> Trecho do texto:
══════════
PRIMADO E RUÍNA DA REPRESENTAÇÃO

Podemos dizer que até o presente momento nossa investigação da fenomenologia

husserliana esteve mais atenta para os problemas filosóficos que os mais nobres espíritos da

modernidade investigaram – com muito cuidado e atenção –, ou seja, as questões que envolviam

a teoria do conhecimento. No entanto, quando olhamos a fenomenologia de Husserl a partir de

Levinas, somos convidados a adentrar em outros campos de investigações e de

problematizações. A fenomenologia, como Husserl já apontara, supera os problemas que

circunscreviam o conhecimento. A fenomenologia vai além do questionamento sobre a

possibilidade e a validade do conhecimento; a fenomenologia teria como um dos seus principais

objetivos ser compreendida como uma verdadeira ontologia, buscando desvelar e interrogar o

sentido de ser do que é72.
══════════
> Seção de dados:

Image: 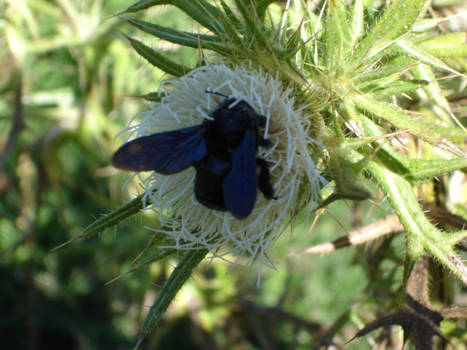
══════════
> Proposta de exercício:
No trecho sobre a fenomenologia de Husserl, como a fenomenologia teria como um dos seus principais objetivos ser compreendida?

> Resolução do exercício:
Como uma verdadeira ontologia, que busca desvelar e interrogar o sentido de ser do que é.